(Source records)

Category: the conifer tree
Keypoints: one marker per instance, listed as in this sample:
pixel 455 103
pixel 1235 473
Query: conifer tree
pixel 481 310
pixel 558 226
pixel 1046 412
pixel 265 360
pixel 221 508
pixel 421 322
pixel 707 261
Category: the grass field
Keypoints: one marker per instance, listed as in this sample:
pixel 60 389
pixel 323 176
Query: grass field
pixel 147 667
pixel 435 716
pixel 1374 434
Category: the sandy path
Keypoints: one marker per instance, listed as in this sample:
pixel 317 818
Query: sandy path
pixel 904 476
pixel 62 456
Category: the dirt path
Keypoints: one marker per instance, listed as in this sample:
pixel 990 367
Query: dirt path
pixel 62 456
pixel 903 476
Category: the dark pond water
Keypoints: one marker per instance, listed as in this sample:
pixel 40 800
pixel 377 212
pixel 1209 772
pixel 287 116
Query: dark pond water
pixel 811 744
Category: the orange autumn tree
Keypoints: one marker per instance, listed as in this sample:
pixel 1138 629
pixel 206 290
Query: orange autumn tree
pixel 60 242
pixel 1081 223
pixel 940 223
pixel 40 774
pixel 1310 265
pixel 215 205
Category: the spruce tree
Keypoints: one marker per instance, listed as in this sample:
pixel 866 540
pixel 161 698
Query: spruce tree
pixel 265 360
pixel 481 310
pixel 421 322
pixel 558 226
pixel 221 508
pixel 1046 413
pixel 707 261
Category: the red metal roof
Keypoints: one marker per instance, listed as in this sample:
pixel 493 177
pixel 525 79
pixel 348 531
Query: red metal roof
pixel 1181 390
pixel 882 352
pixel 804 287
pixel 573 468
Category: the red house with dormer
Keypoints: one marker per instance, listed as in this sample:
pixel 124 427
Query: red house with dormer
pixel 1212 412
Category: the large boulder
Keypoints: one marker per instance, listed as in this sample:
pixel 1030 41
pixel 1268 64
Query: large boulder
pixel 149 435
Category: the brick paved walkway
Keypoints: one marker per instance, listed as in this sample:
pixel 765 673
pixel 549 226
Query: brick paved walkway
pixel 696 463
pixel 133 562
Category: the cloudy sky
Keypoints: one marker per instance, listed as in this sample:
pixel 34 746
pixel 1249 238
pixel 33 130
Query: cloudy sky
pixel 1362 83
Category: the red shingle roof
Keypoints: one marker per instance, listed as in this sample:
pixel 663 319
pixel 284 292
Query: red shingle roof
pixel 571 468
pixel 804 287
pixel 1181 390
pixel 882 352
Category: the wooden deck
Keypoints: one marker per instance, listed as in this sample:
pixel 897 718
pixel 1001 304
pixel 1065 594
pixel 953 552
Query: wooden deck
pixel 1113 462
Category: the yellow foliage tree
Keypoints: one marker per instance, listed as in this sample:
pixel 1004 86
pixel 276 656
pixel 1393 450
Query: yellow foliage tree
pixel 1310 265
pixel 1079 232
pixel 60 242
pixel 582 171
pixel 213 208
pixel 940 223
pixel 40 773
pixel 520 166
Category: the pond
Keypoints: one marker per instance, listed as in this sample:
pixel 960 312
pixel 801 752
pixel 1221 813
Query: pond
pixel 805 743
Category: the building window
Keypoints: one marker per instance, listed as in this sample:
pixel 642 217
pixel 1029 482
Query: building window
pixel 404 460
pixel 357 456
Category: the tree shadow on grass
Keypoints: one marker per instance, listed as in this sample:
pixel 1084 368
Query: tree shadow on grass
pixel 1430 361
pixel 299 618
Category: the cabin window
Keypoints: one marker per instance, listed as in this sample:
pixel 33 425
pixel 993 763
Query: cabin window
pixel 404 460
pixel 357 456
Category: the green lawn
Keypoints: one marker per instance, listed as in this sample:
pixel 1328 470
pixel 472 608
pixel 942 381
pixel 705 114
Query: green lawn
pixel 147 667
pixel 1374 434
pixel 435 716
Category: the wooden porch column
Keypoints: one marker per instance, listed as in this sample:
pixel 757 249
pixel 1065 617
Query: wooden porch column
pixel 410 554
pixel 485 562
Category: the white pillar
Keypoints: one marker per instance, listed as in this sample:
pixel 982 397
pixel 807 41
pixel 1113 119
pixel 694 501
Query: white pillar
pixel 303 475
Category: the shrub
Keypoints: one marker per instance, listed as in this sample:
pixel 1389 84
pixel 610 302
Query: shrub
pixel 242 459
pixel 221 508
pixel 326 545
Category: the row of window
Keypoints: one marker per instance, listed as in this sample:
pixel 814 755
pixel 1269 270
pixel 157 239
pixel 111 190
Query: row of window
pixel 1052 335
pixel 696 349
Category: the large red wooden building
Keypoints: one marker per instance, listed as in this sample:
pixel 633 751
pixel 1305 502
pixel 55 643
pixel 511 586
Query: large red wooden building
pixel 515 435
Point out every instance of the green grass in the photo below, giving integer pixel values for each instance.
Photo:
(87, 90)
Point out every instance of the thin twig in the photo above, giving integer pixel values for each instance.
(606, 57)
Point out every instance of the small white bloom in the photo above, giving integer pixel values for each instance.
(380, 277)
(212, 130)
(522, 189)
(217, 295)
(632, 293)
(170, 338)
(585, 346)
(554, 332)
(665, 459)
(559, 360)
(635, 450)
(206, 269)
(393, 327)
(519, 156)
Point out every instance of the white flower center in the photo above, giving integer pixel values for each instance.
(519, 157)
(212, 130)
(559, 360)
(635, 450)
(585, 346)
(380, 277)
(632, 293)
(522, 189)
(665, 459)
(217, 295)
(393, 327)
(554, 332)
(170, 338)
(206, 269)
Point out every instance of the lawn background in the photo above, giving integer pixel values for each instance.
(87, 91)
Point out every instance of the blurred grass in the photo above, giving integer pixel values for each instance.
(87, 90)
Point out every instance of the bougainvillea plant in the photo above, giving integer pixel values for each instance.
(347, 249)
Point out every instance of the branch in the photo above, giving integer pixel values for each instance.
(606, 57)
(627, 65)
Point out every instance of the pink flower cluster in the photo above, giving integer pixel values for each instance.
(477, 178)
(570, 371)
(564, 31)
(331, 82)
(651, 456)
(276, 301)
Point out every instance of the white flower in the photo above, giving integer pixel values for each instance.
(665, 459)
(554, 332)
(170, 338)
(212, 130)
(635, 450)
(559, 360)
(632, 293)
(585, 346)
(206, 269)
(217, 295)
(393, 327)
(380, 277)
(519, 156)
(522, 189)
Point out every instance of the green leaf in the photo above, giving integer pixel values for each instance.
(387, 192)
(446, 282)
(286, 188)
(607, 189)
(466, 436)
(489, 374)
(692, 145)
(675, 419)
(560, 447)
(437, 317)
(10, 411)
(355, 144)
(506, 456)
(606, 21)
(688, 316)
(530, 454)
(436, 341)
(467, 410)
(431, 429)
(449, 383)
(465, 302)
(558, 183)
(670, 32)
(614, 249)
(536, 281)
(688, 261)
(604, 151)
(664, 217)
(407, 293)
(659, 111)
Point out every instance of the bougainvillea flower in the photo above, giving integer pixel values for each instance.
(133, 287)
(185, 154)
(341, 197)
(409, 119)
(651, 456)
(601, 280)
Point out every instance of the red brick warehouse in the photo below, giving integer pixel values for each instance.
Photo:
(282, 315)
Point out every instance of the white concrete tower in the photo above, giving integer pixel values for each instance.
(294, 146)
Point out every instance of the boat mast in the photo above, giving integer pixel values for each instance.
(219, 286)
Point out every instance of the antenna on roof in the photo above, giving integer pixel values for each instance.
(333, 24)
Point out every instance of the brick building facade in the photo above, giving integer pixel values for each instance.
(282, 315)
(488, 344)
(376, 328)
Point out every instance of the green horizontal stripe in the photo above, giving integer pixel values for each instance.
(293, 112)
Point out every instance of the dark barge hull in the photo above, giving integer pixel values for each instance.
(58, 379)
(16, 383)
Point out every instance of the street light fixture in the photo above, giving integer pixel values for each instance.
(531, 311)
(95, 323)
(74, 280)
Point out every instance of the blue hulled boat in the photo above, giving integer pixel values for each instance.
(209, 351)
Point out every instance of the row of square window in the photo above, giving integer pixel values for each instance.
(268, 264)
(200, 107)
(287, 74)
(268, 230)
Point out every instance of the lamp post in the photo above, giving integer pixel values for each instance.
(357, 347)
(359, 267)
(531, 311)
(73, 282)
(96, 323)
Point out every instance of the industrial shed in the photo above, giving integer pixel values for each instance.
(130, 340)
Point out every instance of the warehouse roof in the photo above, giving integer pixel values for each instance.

- **Exercise prompt**
What you return must be an exact retyping of the lines above starting at the line with "Query: red house with dormer" and ending at the line with "Category: the tree shadow on grass", and nothing besides.

- **Solution for this problem**
Query: red house with dormer
pixel 1212 412
Category: the large boulder
Keypoints: one marker per instance, listed as in this sample:
pixel 1030 41
pixel 1268 64
Query: large boulder
pixel 149 435
Category: the brick paved walkway
Keypoints: one marker per instance, listed as in this sample:
pixel 765 673
pixel 549 226
Query: brick paved walkway
pixel 696 463
pixel 133 562
Category: the cloudy sky
Keypoints: one marker per instance, listed as in this sample:
pixel 34 746
pixel 1249 238
pixel 33 130
Query: cloudy sky
pixel 1362 83
Category: the red shingle roof
Keypoints: one marker per instance, listed as in this sample:
pixel 663 319
pixel 284 292
Query: red shingle roof
pixel 571 468
pixel 804 287
pixel 1181 390
pixel 882 352
Category: the wooden deck
Keypoints: one marker per instance, listed as in this sample:
pixel 897 718
pixel 1001 304
pixel 1065 594
pixel 953 552
Query: wooden deck
pixel 1113 462
Category: the yellow foliage tree
Keypoints: one marker per instance, listed as in this sample:
pixel 1004 86
pixel 276 656
pixel 1393 450
Query: yellow foliage tree
pixel 1310 265
pixel 1079 232
pixel 60 242
pixel 582 171
pixel 213 208
pixel 940 223
pixel 40 773
pixel 520 166
Category: the pond
Keypoints: one marker per instance, listed as in this sample:
pixel 960 312
pixel 801 752
pixel 1221 813
Query: pond
pixel 805 743
Category: the building window
Keypoints: one marker per instance, listed as in this sample:
pixel 642 217
pixel 1029 482
Query: building window
pixel 404 460
pixel 357 456
Category: the tree shadow on grass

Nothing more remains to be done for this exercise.